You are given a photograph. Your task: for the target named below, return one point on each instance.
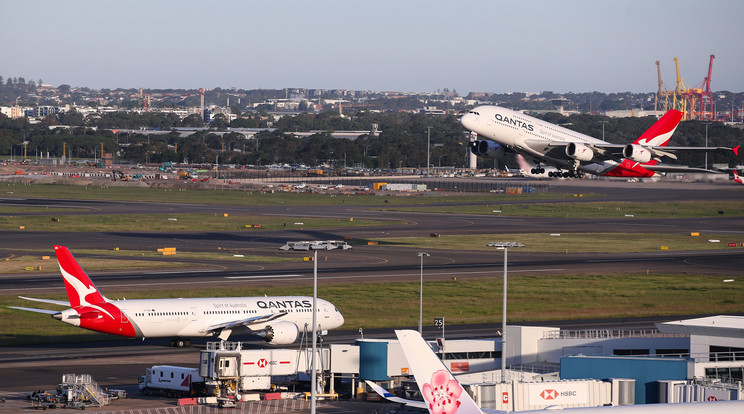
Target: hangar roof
(720, 325)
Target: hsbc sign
(554, 393)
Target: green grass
(225, 197)
(680, 209)
(531, 298)
(573, 242)
(176, 222)
(24, 262)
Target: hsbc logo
(549, 394)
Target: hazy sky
(416, 46)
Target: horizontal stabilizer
(382, 392)
(245, 322)
(46, 311)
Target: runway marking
(261, 276)
(376, 276)
(630, 260)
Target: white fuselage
(193, 317)
(529, 136)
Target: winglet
(442, 392)
(80, 289)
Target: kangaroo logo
(82, 291)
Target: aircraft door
(326, 312)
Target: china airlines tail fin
(661, 131)
(80, 289)
(442, 393)
(737, 178)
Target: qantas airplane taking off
(278, 319)
(505, 130)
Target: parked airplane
(737, 179)
(505, 130)
(444, 394)
(278, 319)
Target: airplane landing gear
(180, 342)
(538, 170)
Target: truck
(172, 381)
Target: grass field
(385, 305)
(224, 197)
(176, 222)
(123, 260)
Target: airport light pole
(706, 143)
(505, 247)
(313, 367)
(428, 145)
(602, 122)
(421, 292)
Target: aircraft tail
(80, 289)
(442, 392)
(523, 164)
(661, 131)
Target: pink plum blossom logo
(442, 393)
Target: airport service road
(390, 264)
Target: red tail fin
(661, 131)
(80, 289)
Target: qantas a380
(504, 130)
(277, 319)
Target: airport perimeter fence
(252, 407)
(465, 185)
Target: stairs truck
(172, 382)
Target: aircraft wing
(607, 151)
(245, 322)
(46, 311)
(390, 397)
(557, 149)
(52, 301)
(666, 168)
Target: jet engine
(280, 333)
(637, 153)
(484, 148)
(579, 152)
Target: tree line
(401, 140)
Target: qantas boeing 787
(505, 130)
(278, 319)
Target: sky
(376, 45)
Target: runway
(119, 363)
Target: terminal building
(691, 360)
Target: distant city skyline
(408, 46)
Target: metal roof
(720, 325)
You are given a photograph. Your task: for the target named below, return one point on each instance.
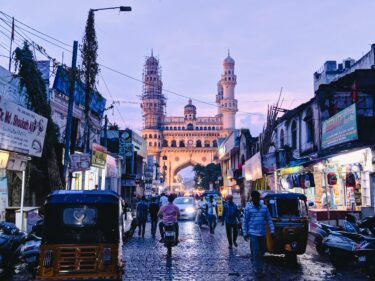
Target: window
(309, 123)
(293, 129)
(282, 139)
(80, 216)
(198, 143)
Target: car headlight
(190, 210)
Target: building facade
(181, 141)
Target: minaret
(219, 97)
(228, 103)
(153, 106)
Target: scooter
(170, 236)
(322, 230)
(27, 253)
(347, 247)
(10, 239)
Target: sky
(276, 44)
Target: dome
(151, 60)
(190, 105)
(228, 60)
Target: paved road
(202, 256)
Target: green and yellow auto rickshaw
(289, 214)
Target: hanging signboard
(4, 156)
(98, 156)
(79, 162)
(21, 130)
(17, 162)
(253, 168)
(112, 171)
(340, 128)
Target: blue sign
(61, 84)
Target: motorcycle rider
(169, 213)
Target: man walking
(154, 209)
(231, 218)
(142, 211)
(211, 214)
(169, 213)
(254, 226)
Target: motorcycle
(28, 252)
(169, 237)
(347, 247)
(322, 230)
(10, 239)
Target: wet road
(202, 256)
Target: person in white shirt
(211, 214)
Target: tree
(90, 70)
(44, 172)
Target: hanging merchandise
(331, 178)
(350, 180)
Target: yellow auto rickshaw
(290, 217)
(82, 236)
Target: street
(202, 256)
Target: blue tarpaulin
(61, 84)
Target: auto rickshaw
(217, 198)
(290, 217)
(82, 236)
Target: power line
(104, 66)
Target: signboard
(4, 156)
(21, 130)
(112, 171)
(3, 194)
(61, 84)
(98, 156)
(253, 168)
(79, 162)
(340, 128)
(269, 163)
(17, 162)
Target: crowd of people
(256, 218)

What you should do :: Repeat the records above exactly. No pictures go into the repeat.

Answer ::
You are given a photograph. Your task: for the target named below, return one point on each instance.
Target: hangar roof
(720, 325)
Target: hsbc sign
(554, 393)
Target: green grass
(225, 197)
(680, 209)
(531, 298)
(573, 242)
(176, 222)
(24, 262)
Target: hsbc logo
(549, 394)
Target: hazy sky
(416, 46)
Target: horizontal stabilizer
(382, 392)
(245, 322)
(46, 311)
Target: runway marking
(261, 276)
(376, 276)
(630, 260)
Target: white fuselage
(193, 317)
(529, 136)
Target: winglet
(442, 392)
(80, 289)
Target: kangaroo logo
(82, 291)
Target: aircraft door
(326, 312)
Target: china airlines tail fin
(661, 131)
(80, 289)
(442, 393)
(737, 178)
Target: qantas airplane taking off
(278, 319)
(505, 130)
Target: parked airplane
(737, 179)
(505, 130)
(444, 394)
(278, 319)
Target: airplane landing gear
(180, 342)
(538, 170)
Target: truck
(172, 381)
Target: grass field
(385, 305)
(224, 197)
(176, 222)
(123, 260)
Target: airport light pole
(706, 143)
(505, 247)
(313, 367)
(428, 145)
(602, 122)
(421, 292)
Target: aircraft tail
(80, 289)
(442, 392)
(523, 164)
(661, 131)
Target: pink plum blossom logo
(442, 393)
Target: airport service road
(390, 264)
Target: red tail fin
(661, 131)
(80, 289)
Target: qantas a380
(504, 130)
(277, 319)
Target: airport perimeter fence
(252, 407)
(465, 185)
Target: stairs truck
(172, 382)
Target: aircraft wing
(607, 151)
(245, 322)
(46, 311)
(390, 397)
(557, 149)
(52, 301)
(666, 168)
Target: jet engine
(280, 333)
(637, 153)
(484, 148)
(579, 152)
Target: tree line
(401, 140)
Target: qantas boeing 787
(505, 130)
(278, 319)
Target: sky
(376, 45)
Target: runway
(119, 363)
Target: terminal building
(691, 360)
Target: distant city skyline
(408, 46)
Target: metal roof
(720, 325)
You are given a photograph. Your task: for the target named below, return one point on each instance.
Target: window
(309, 123)
(293, 129)
(282, 139)
(80, 216)
(198, 143)
Target: car headlight
(190, 210)
Target: building facade
(181, 141)
Target: minaret
(219, 97)
(228, 103)
(153, 106)
Target: scooter
(170, 236)
(322, 230)
(27, 253)
(347, 247)
(10, 239)
Target: sky
(276, 44)
Target: dome
(151, 60)
(190, 105)
(228, 60)
Target: paved road
(202, 256)
Target: green and yellow auto rickshaw
(289, 214)
Target: hanging signboard
(4, 156)
(98, 156)
(79, 162)
(21, 130)
(17, 162)
(253, 168)
(112, 171)
(340, 128)
Target: blue sign
(61, 84)
Target: motorcycle rider
(169, 213)
Target: man walking
(154, 209)
(231, 218)
(142, 211)
(211, 214)
(169, 213)
(254, 226)
Target: motorcycle
(28, 252)
(169, 237)
(347, 247)
(322, 230)
(10, 239)
Target: wet road
(202, 256)
Target: person in white shirt
(211, 214)
Target: tree
(90, 70)
(44, 172)
Target: hanging merchandise
(331, 178)
(350, 180)
Target: yellow auto rickshaw
(290, 217)
(82, 236)
Target: street
(202, 256)
Target: blue tarpaulin
(61, 84)
Target: auto rickshaw
(217, 198)
(290, 217)
(82, 236)
Target: power line
(104, 66)
Target: signboard
(4, 156)
(21, 130)
(112, 171)
(3, 194)
(61, 84)
(98, 156)
(253, 168)
(79, 162)
(340, 128)
(269, 163)
(17, 162)
Target: crowd of people
(256, 218)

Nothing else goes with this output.